*Texto fornecido*.

****************************************

Por Mário Carneiro da Costa *

                O prédio onde funcionava a Escola Politécnica, na época em que ali estudara o autor, situava-se no centro urbano de Campina Grande. Era um prédio de construção sólida e linhas arquitetônicas requintadas, edificado em 1924 pelo então governador do Estado, Dr. Solon de Lucena, com o propósito de ali instalar-se um grupo escolar.

                A construção tem forma de “u” maiúsculo, com a base voltada para a Rua Floriano Peixoto. É composta por oito salas nas laterais, um hall após a área de entrada onde se acham duas das salas, e alpendre contornando a área livre central. As duas salas de frente eram ocupadas pela secretaria e gabinete do diretor.  Das restantes, uma se destinava à biblioteca e as demais às salas de aula.

               Dada a localização do prédio, a Escola adquiriu a condição de permanecer, diuturnamente, com as portas abertas e com o fato curioso de que sempre ali era encontrado um aluno estudando sozinho ou com um ou dois colegas. Dada a forma arquitetônica e localização, era ali que os alunos se encontravam para baterem papo na área externa de acesso, ou mesmo na parte interna e, em dias feriados ou altas madrugadas, tirarem um bom cochilo, deitados nos bancos existentes nos alpendres. 

               Curioso é que em qualquer destas circunstâncias, o colega recebia o respeito dos demais, mesmo daqueles bagunceiros, a exemplo do “Salomão Bascuio”, posteriormente Dr. Salomão Anselmo, internacionalmente conhecido na área de saneamento. Figuras espirituosas e irreverentes, como Zé Pereira, Fernando Uchoa, Costa Filho, Adauto Medeiros e outras respeitavam o colega estudando.

****************************************

Registros de identificação de locais
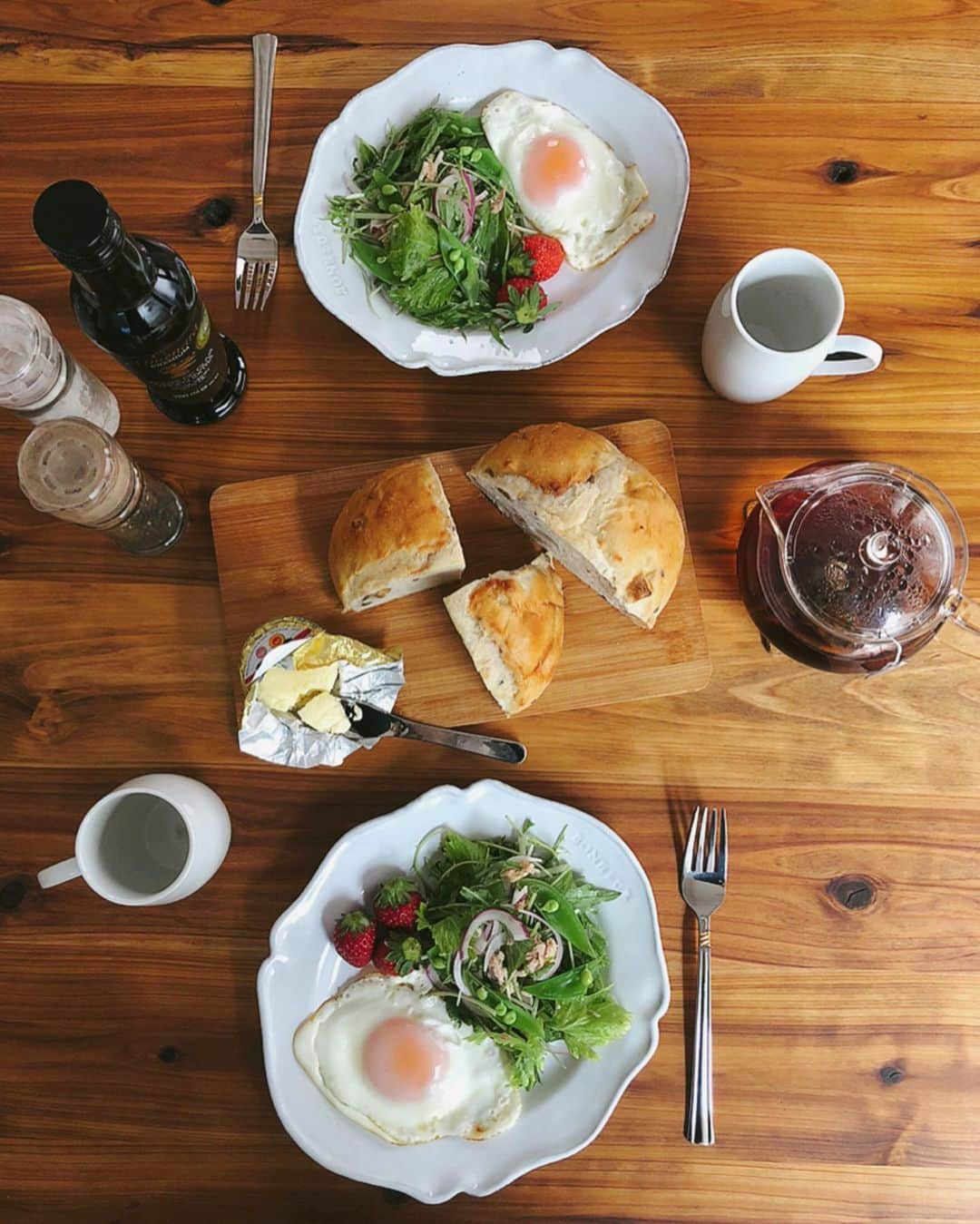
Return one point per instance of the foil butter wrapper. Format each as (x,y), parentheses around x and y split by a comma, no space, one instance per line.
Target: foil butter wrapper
(284,739)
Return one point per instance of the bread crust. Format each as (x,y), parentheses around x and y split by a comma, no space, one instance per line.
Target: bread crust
(601,513)
(393,532)
(513,623)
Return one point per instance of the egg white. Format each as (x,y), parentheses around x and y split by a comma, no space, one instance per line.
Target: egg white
(593,220)
(474,1097)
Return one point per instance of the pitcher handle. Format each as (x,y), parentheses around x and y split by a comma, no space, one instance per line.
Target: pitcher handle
(965,634)
(60,873)
(852,355)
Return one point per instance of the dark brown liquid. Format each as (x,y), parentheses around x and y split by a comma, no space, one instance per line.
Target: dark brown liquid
(793,632)
(144,309)
(137,300)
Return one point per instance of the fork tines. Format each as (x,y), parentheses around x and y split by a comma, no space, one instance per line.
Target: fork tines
(706,852)
(253,281)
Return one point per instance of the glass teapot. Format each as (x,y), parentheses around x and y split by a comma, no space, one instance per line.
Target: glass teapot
(853,567)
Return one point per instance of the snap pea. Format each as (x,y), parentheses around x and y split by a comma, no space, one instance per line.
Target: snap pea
(523,1020)
(563,917)
(372,257)
(563,985)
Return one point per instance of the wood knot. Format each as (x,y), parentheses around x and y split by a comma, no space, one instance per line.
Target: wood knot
(49,722)
(215,212)
(842,171)
(852,891)
(11,895)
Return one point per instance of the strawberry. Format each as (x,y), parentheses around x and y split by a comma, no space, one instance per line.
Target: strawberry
(397,904)
(538,259)
(354,938)
(397,954)
(523,300)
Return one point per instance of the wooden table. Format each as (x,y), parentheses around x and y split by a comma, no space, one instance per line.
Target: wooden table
(846,972)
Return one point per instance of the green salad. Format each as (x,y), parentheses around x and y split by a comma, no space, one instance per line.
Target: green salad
(512,940)
(433,223)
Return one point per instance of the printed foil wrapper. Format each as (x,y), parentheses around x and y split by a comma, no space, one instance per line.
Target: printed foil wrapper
(284,739)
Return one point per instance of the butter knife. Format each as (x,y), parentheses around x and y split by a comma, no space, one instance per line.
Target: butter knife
(371,722)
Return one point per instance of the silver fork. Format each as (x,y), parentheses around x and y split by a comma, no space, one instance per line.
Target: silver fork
(259,252)
(702,883)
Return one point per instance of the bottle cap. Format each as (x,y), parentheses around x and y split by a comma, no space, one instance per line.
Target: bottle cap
(74,221)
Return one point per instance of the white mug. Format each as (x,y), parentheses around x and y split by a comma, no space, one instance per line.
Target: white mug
(154,840)
(775,323)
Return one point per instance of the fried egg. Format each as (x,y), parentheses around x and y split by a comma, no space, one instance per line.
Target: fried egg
(569,182)
(387,1054)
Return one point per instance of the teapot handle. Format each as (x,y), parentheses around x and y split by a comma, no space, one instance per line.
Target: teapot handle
(965,634)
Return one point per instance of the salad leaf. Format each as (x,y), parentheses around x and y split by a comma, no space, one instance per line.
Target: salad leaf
(372,257)
(586,1024)
(446,934)
(427,295)
(487,883)
(411,244)
(456,848)
(432,220)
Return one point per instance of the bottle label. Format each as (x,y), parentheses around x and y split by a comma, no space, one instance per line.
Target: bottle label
(189,370)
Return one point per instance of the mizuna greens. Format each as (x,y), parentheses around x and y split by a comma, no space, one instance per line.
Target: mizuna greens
(513,943)
(433,224)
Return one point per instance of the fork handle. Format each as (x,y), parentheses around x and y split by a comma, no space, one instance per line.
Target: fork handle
(263,64)
(699,1125)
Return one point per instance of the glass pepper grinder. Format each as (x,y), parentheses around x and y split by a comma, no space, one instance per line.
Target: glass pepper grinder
(41,381)
(74,470)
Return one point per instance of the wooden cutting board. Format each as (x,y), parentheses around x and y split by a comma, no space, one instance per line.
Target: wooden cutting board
(270,537)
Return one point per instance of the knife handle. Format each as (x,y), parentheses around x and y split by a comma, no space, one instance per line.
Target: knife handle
(508,750)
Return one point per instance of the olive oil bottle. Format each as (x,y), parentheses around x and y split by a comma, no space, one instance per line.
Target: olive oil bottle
(136,299)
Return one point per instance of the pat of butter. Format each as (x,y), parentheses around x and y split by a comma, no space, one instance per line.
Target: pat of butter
(324,712)
(281,690)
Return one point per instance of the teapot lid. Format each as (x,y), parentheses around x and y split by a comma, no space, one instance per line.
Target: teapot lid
(867,554)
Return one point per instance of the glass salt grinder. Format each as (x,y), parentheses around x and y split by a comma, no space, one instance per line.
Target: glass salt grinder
(41,381)
(74,472)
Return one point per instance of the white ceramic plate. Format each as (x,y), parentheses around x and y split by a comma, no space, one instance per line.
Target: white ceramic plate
(463,76)
(569,1108)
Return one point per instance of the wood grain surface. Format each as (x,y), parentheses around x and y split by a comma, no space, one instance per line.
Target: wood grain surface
(847,983)
(270,539)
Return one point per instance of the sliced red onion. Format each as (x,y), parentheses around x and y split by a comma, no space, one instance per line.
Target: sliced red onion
(514,925)
(470,211)
(494,946)
(457,974)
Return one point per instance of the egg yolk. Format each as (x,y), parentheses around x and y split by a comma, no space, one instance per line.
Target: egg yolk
(551,165)
(403,1060)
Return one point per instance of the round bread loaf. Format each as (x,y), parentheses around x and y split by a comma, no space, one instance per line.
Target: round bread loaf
(599,512)
(394,536)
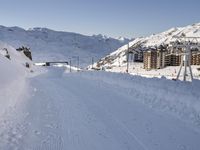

****************************************

*Requisitos do exercício*.
Imprima, sem nenhuma alteração, o trecho do texto sobre o prédio da Escola Politécnica que começa em "Por Mário Carneiro" e segue até "salas de aula.". Baseie-se apenas no texto.

*Resultado da tarefa*.
Por Mário Carneiro da Costa *

                O prédio onde funcionava a Escola Politécnica, na época em que ali estudara o autor, situava-se no centro urbano de Campina Grande. Era um prédio de construção sólida e linhas arquitetônicas requintadas, edificado em 1924 pelo então governador do Estado, Dr. Solon de Lucena, com o propósito de ali instalar-se um grupo escolar.

                A construção tem forma de “u” maiúsculo, com a base voltada para a Rua Floriano Peixoto. É composta por oito salas nas laterais, um hall após a área de entrada onde se acham duas das salas, e alpendre contornando a área livre central. As duas salas de frente eram ocupadas pela secretaria e gabinete do diretor.  Das restantes, uma se destinava à biblioteca e as demais às salas de aula.